> [Supplied records]
↓

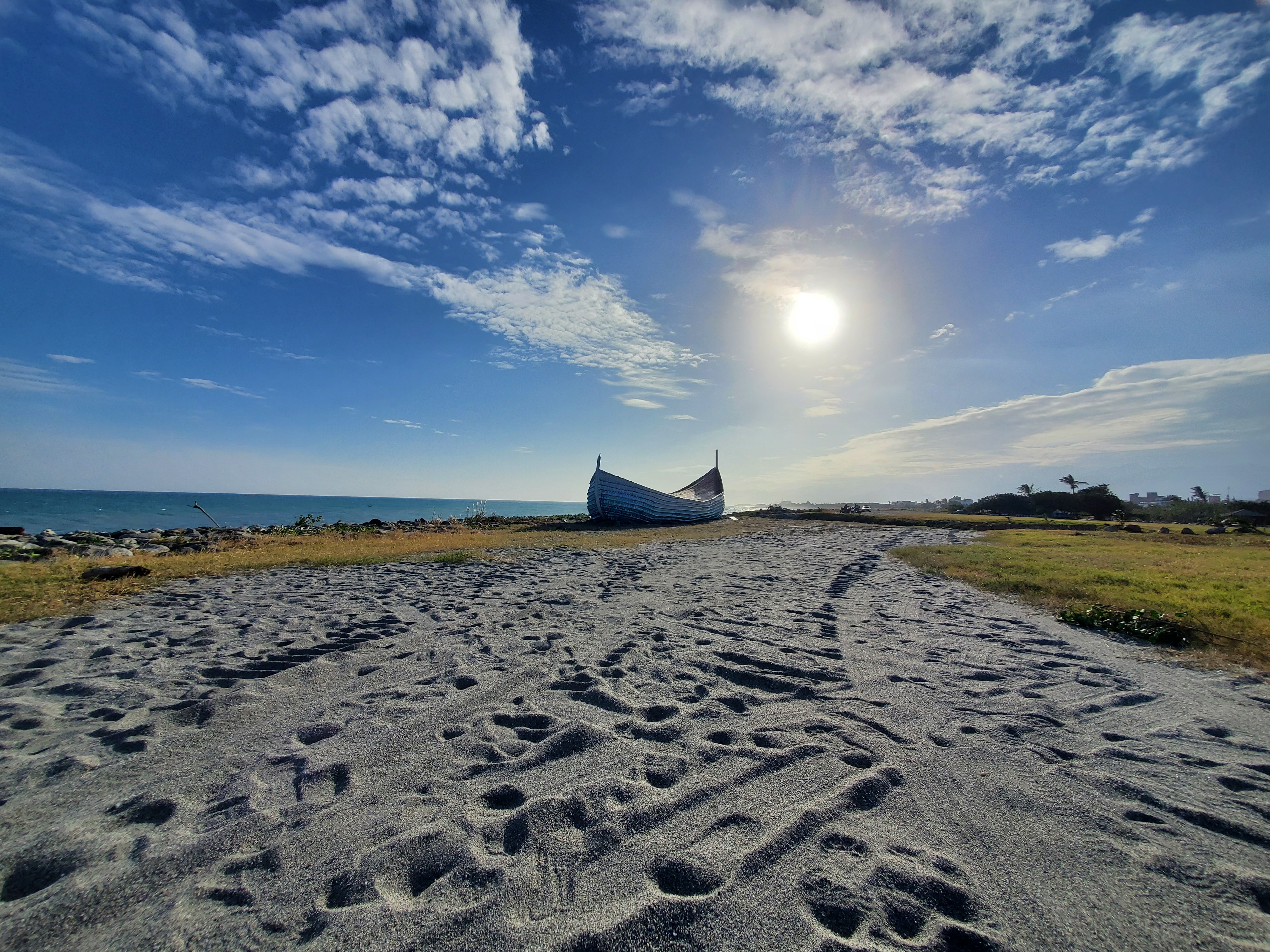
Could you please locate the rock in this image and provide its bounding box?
[80,565,150,581]
[71,546,113,559]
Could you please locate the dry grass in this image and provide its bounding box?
[0,519,765,623]
[787,509,1208,532]
[894,531,1270,666]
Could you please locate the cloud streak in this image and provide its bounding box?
[1045,230,1142,261]
[0,357,85,393]
[180,377,264,400]
[582,0,1270,221]
[785,354,1270,482]
[0,133,705,399]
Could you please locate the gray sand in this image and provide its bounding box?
[0,523,1270,952]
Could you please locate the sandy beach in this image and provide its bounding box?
[0,522,1270,952]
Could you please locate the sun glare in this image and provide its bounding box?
[787,293,841,344]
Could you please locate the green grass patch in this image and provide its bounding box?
[894,529,1270,666]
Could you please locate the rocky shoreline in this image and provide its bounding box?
[0,516,515,562]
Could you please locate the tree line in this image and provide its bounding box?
[949,474,1270,523]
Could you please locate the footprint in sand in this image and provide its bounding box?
[649,812,762,896]
[799,830,1002,952]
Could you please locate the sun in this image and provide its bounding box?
[786,292,842,344]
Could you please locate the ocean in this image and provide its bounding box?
[0,489,587,532]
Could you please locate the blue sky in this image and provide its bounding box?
[0,0,1270,503]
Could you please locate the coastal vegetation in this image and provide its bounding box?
[0,516,754,624]
[893,529,1270,668]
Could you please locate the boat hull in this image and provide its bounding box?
[587,470,723,523]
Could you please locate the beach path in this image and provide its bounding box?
[0,522,1270,952]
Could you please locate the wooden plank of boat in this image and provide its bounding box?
[587,449,723,522]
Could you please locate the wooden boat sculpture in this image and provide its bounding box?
[587,449,723,522]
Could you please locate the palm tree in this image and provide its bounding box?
[1059,474,1090,493]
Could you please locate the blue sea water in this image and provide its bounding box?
[0,489,587,532]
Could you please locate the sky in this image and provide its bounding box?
[0,0,1270,504]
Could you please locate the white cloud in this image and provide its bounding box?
[512,202,547,221]
[583,0,1270,221]
[671,189,725,225]
[617,76,687,115]
[0,133,704,397]
[255,347,318,361]
[428,248,704,397]
[1045,230,1142,261]
[180,377,264,400]
[56,0,550,166]
[0,357,84,393]
[789,354,1270,481]
[801,387,843,416]
[681,213,851,305]
[55,0,551,255]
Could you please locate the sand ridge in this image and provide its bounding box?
[0,523,1270,952]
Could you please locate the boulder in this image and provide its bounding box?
[71,546,113,559]
[80,565,150,581]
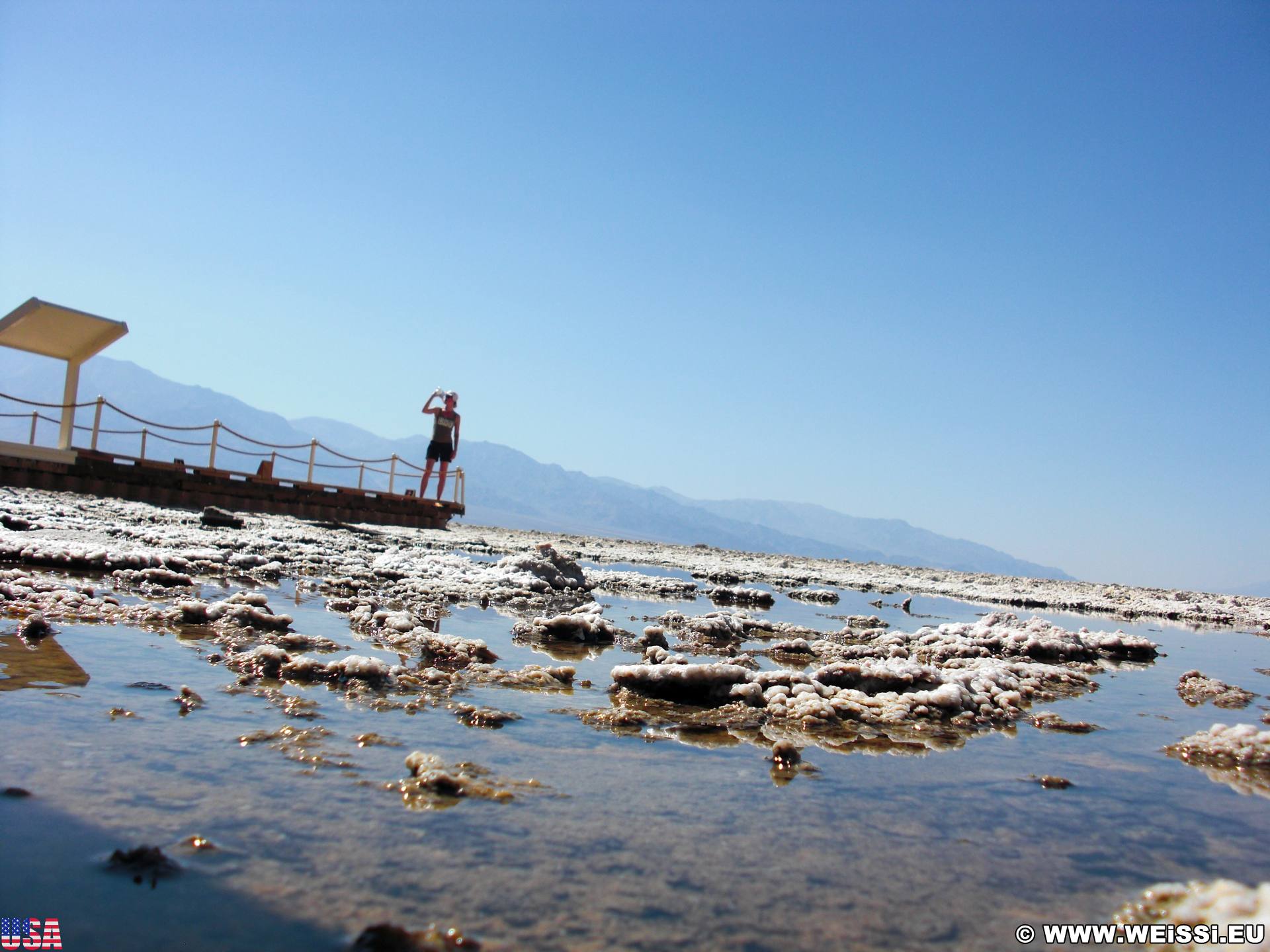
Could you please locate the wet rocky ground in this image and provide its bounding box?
[7,489,1270,949]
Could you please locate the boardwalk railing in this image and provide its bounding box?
[0,393,468,505]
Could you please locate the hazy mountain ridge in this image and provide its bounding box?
[0,349,1068,579]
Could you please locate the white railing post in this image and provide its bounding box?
[207,420,221,469]
[91,395,105,453]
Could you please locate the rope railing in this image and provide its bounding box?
[0,392,466,502]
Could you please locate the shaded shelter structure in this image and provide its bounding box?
[0,297,128,450]
[0,297,466,528]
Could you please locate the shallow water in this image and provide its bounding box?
[0,566,1270,952]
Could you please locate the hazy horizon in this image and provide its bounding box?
[0,0,1270,596]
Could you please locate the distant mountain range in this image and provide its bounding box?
[0,348,1070,579]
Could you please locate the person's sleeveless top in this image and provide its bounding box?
[432,410,457,444]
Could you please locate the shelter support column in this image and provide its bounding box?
[57,360,79,450]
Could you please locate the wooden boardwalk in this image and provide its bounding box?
[0,393,466,530]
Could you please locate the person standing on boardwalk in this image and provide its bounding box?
[419,387,458,501]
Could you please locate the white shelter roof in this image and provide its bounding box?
[0,297,128,364]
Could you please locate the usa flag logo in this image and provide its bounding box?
[0,916,62,949]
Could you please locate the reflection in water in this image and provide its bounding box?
[0,635,89,690]
[0,573,1270,952]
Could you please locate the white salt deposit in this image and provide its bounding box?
[512,602,622,643]
[1177,670,1256,708]
[1115,880,1270,952]
[1165,723,1270,768]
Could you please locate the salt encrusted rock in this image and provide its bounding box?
[658,611,776,643]
[110,567,194,589]
[706,585,776,608]
[173,684,206,717]
[450,702,521,730]
[1165,723,1270,768]
[0,513,30,532]
[512,602,621,643]
[18,612,54,641]
[785,589,838,606]
[635,625,669,649]
[498,542,595,592]
[1115,880,1270,952]
[106,847,181,882]
[396,750,521,809]
[177,592,294,631]
[10,490,1270,631]
[277,655,407,688]
[772,740,802,770]
[1031,711,1103,734]
[413,628,498,668]
[612,665,751,703]
[1177,670,1256,708]
[349,923,482,952]
[583,569,697,600]
[845,614,890,629]
[199,505,246,530]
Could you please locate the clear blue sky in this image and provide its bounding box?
[0,0,1270,586]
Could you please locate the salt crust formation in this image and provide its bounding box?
[0,490,1249,772]
[1165,723,1270,770]
[604,612,1156,751]
[785,589,839,606]
[388,750,541,810]
[512,602,625,643]
[1115,880,1270,952]
[706,585,776,608]
[0,489,1270,632]
[1177,670,1256,708]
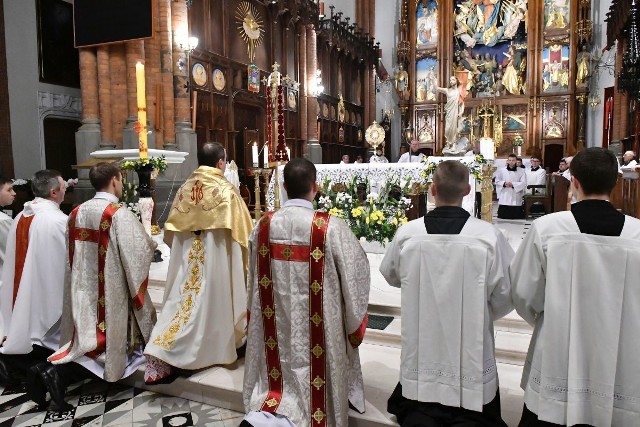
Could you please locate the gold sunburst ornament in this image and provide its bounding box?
[236,1,264,62]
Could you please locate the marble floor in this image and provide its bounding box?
[0,206,531,427]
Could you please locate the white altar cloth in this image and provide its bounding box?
[266,156,475,215]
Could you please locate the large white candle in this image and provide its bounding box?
[136,62,147,159]
[263,144,269,168]
[251,141,258,168]
[480,138,495,160]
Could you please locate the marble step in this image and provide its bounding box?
[364,319,531,366]
[122,342,523,427]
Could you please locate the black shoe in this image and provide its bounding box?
[36,363,73,411]
[0,358,20,386]
[27,362,48,409]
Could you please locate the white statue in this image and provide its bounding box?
[436,76,464,151]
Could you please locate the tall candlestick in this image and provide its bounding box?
[263,143,269,168]
[251,141,258,168]
[136,62,147,159]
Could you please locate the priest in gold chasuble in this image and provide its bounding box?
[145,143,252,384]
[243,158,370,426]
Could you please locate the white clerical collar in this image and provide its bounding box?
[282,199,313,209]
[93,191,118,203]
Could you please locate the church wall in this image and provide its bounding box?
[4,0,80,178]
[586,0,616,147]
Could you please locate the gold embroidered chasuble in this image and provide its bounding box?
[145,166,253,372]
[164,166,253,254]
[49,198,156,382]
[243,206,370,426]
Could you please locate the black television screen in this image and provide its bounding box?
[73,0,153,47]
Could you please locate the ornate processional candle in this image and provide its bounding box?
[135,62,147,159]
[251,141,258,168]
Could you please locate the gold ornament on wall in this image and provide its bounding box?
[236,1,264,62]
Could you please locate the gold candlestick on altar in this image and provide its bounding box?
[480,160,496,222]
[251,168,262,221]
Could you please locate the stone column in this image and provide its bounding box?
[98,45,115,147]
[171,1,198,179]
[156,0,177,150]
[76,47,107,179]
[305,25,322,163]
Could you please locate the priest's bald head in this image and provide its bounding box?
[431,160,471,207]
[570,147,618,201]
[198,142,227,172]
[284,157,318,201]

↑

> [Required task] Give the material above as a Markdown table with the columns Line No. and Entry, one row per non-blank line, numbered in order. Leave the pictures out.

> [Result of this task]
| Line No. | Entry |
|---|---|
| 1 | Could you please locate the rock in this image and provide its bounding box? |
| 2 | [80,565,150,581] |
| 3 | [71,546,113,559] |
| 4 | Could you please locate the dry grass in this image and provide its bounding box? |
| 5 | [0,519,765,623] |
| 6 | [787,509,1208,532] |
| 7 | [894,531,1270,666] |
| 8 | Could you please locate the cloud streak in this image and provide its bounding box? |
| 9 | [1045,230,1142,261] |
| 10 | [0,357,85,393] |
| 11 | [180,377,264,400] |
| 12 | [582,0,1270,221] |
| 13 | [785,354,1270,482] |
| 14 | [0,133,705,399] |
| 15 | Could you please locate the gray sand in this image and provide its bounding box? |
| 16 | [0,523,1270,952] |
| 17 | Could you please locate the sandy beach in this image and provide its bounding box? |
| 18 | [0,522,1270,952] |
| 19 | Could you please locate the sun glare in this image and provide its bounding box? |
| 20 | [787,293,841,344] |
| 21 | Could you please locate the green grass patch in this image and provide its bounding box? |
| 22 | [894,529,1270,666] |
| 23 | Could you please locate the rocky shoreline in this image and provide its bounding box? |
| 24 | [0,516,515,562] |
| 25 | Could you please locate the tree line in this image and provide its bounding box? |
| 26 | [949,474,1270,523] |
| 27 | Could you please locate the footprint in sand in this image and provide its bounding box? |
| 28 | [649,812,762,896] |
| 29 | [799,830,1002,952] |
| 30 | Could you please locate the sun in this image and provide its bounding box? |
| 31 | [786,292,842,344] |
| 32 | Could you please locate the ocean in this image and provide its bounding box? |
| 33 | [0,489,587,532] |
| 34 | Could you please locate the blue sky in this image and provide its bounding box? |
| 35 | [0,0,1270,503] |
| 36 | Could you please locate the coastal vegetation in this image and provide its bounding box? |
| 37 | [0,516,754,624] |
| 38 | [893,529,1270,668] |
| 39 | Could you please locate the boat hull in this image and provide its bounding box? |
| 40 | [587,470,723,523] |
| 41 | Could you please locate the beach path in this image and provide its bounding box? |
| 42 | [0,522,1270,952] |
| 43 | Could you please locate the wooden plank of boat in this image and provide its bounding box? |
| 44 | [587,449,723,522] |
| 45 | Could you please locate the wooden boat sculpture in this image and provide its bounding box? |
| 46 | [587,449,723,522] |
| 47 | Could you please locate the palm tree in this image and provide its bounding box? |
| 48 | [1059,474,1090,493] |
| 49 | Could you please locate the blue sea water in this image and provide its bounding box? |
| 50 | [0,489,587,532] |
| 51 | Could you please locate the sky in this image and provide its bounding box? |
| 52 | [0,0,1270,504] |
| 53 | Could you please locate the white cloud in this image and provide its bounding box? |
| 54 | [512,202,547,221] |
| 55 | [583,0,1270,221] |
| 56 | [671,189,725,225] |
| 57 | [617,76,687,115] |
| 58 | [0,133,704,397] |
| 59 | [255,347,318,361] |
| 60 | [428,248,704,397] |
| 61 | [1045,230,1142,261] |
| 62 | [180,377,264,400] |
| 63 | [56,0,550,166] |
| 64 | [0,357,84,393] |
| 65 | [789,354,1270,481] |
| 66 | [801,387,843,416] |
| 67 | [681,213,851,305] |
| 68 | [55,0,551,255] |
| 69 | Could you please locate the sand ridge in this image and provide its bounding box? |
| 70 | [0,523,1270,952] |
| 71 | Could you please locate the boulder in this image and provide its bounding box? |
| 72 | [71,546,113,559] |
| 73 | [80,565,150,581] |
| 74 | Could you please locate the wet rocky ground in this image and provide its bounding box? |
| 75 | [7,489,1270,949] |
| 76 | Could you please locate the boardwalk railing in this image and provide its bounding box? |
| 77 | [0,393,468,505] |
| 78 | Could you please locate the hazy mountain ridge in this image and provide its bounding box? |
| 79 | [0,349,1068,579] |
| 80 | Could you please locate the white railing post in this image and provide its bounding box? |
| 81 | [207,420,221,469] |
| 82 | [91,395,105,453] |
| 83 | Could you please locate the rope railing in this image and provide its bounding box? |
| 84 | [0,392,466,502] |
| 85 | Could you please locate the shaded shelter structure in this image and provide its bounding box? |
| 86 | [0,297,128,450] |
| 87 | [0,297,466,528] |
| 88 | Could you please locate the shallow water in this image and provide its bounding box? |
| 89 | [0,566,1270,952] |
| 90 | Could you please locate the hazy horizon in this image and provide its bounding box? |
| 91 | [0,0,1270,596] |
| 92 | Could you please locate the distant mountain range in this image and provide its bounding box? |
| 93 | [0,348,1070,579] |
| 94 | Could you please locate the person's sleeveless top in this image and provide its bounding box? |
| 95 | [432,410,457,444] |
| 96 | Could you please locate the shelter support column in this image and provide its bounding box? |
| 97 | [57,360,79,450] |
| 98 | Could you please locate the wooden boardwalk in this image and provide its bounding box? |
| 99 | [0,393,466,530] |
| 100 | Could you please locate the person standing on boardwalk in this image and provide its bounding box? |
| 101 | [419,387,458,501] |
| 102 | Could you please locate the white shelter roof in this image and provide its bounding box? |
| 103 | [0,297,128,364] |
| 104 | Could you please locate the usa flag logo in this image and provide its bounding box? |
| 105 | [0,916,62,949] |
| 106 | Could you please locate the reflection in water in this image and provide its bounding box? |
| 107 | [0,635,89,690] |
| 108 | [0,573,1270,952] |
| 109 | Could you please locate the white salt deposit in this image and provide its bounding box? |
| 110 | [512,602,622,643] |
| 111 | [1177,670,1256,708] |
| 112 | [1115,880,1270,952] |
| 113 | [1165,723,1270,768] |
| 114 | Could you please locate the salt encrusted rock in this image and provide its bounding box? |
| 115 | [658,611,776,643] |
| 116 | [110,567,194,589] |
| 117 | [706,585,776,608] |
| 118 | [173,684,206,717] |
| 119 | [450,702,521,730] |
| 120 | [1165,723,1270,768] |
| 121 | [0,513,30,532] |
| 122 | [512,602,621,643] |
| 123 | [18,612,54,641] |
| 124 | [785,589,838,606] |
| 125 | [635,625,669,649] |
| 126 | [498,542,595,592] |
| 127 | [1115,880,1270,952] |
| 128 | [106,847,181,882] |
| 129 | [396,750,521,809] |
| 130 | [177,592,294,631] |
| 131 | [10,490,1270,631] |
| 132 | [277,655,407,688] |
| 133 | [772,740,802,770] |
| 134 | [1031,711,1103,734] |
| 135 | [413,628,498,668] |
| 136 | [612,665,751,703] |
| 137 | [1177,670,1256,708] |
| 138 | [349,923,482,952] |
| 139 | [583,569,697,600] |
| 140 | [845,614,890,629] |
| 141 | [199,505,246,530] |
| 142 | Could you please locate the clear blue sky in this image and provide its bounding box? |
| 143 | [0,0,1270,586] |
| 144 | Could you please locate the salt crust formation in this image and provide its bounding box? |
| 145 | [0,490,1249,772] |
| 146 | [1165,723,1270,770] |
| 147 | [604,612,1156,751] |
| 148 | [785,589,839,606] |
| 149 | [388,750,541,810] |
| 150 | [512,602,625,643] |
| 151 | [1115,880,1270,952] |
| 152 | [706,585,776,608] |
| 153 | [0,489,1270,632] |
| 154 | [1177,670,1256,708] |
| 155 | Could you please locate the gold sunburst ornament in this image and provide its bounding box? |
| 156 | [236,1,264,62] |
| 157 | Could you please locate the marble floor in this image and provide its bounding box? |
| 158 | [0,206,531,427] |
| 159 | Could you please locate the white altar cloth in this image and provide its bounding box? |
| 160 | [266,156,475,215] |
| 161 | Could you please locate the large white candle in this image and provide its bounding box? |
| 162 | [136,62,147,159] |
| 163 | [263,144,269,168] |
| 164 | [251,141,258,168] |
| 165 | [480,138,495,160] |
| 166 | Could you please locate the marble step in this image and provide its bounding box? |
| 167 | [364,319,531,366] |
| 168 | [122,342,523,427] |
| 169 | Could you please locate the black shoe in this image and provide its bounding box? |
| 170 | [36,363,73,411] |
| 171 | [0,358,20,386] |
| 172 | [27,362,48,409] |
| 173 | Could you please locate the white statue in this image and provide its bounding box? |
| 174 | [436,76,464,151] |
| 175 | Could you please locate the tall candlestick in this image and provide its bounding box? |
| 176 | [263,143,269,168] |
| 177 | [251,141,258,168] |
| 178 | [136,62,147,159] |
| 179 | Could you please locate the priest in gold chasuble in this image and provide its bounding box? |
| 180 | [145,143,252,384] |
| 181 | [243,158,370,426] |
| 182 | Could you please locate the white clerical collar in this image and provide its bounding box? |
| 183 | [282,199,313,209] |
| 184 | [93,191,118,203] |
| 185 | Could you please locate the church wall in this image and provide its bounding box? |
| 186 | [4,0,80,178] |
| 187 | [586,0,616,147] |
| 188 | Could you please locate the gold embroidered chasuble in this image and provide its bounding box? |
| 189 | [145,166,253,372] |
| 190 | [164,166,253,254] |
| 191 | [49,198,156,382] |
| 192 | [243,206,370,426] |
| 193 | Could you please locate the black television screen in this image and provide its bounding box? |
| 194 | [73,0,153,47] |
| 195 | Could you please locate the ornate processional candle in this image and provide its bounding box? |
| 196 | [135,62,147,159] |
| 197 | [251,141,258,168] |
| 198 | Could you please locate the gold ornament on wall in this image and provide its bounding box? |
| 199 | [236,1,264,62] |
| 200 | Could you please locate the gold candlestick on altar in this image and provide its bounding box? |
| 201 | [480,160,496,222] |
| 202 | [251,168,262,221] |
| 203 | Could you please locate the stone column in this image and provide its bounding box? |
| 204 | [98,45,115,147] |
| 205 | [171,1,198,179] |
| 206 | [156,0,177,150] |
| 207 | [76,47,107,179] |
| 208 | [305,25,322,163] |
| 209 | Could you please locate the priest's bald head in this image and provide its bounding box? |
| 210 | [431,160,471,207] |
| 211 | [570,147,618,201] |
| 212 | [198,142,227,172] |
| 213 | [284,157,318,201] |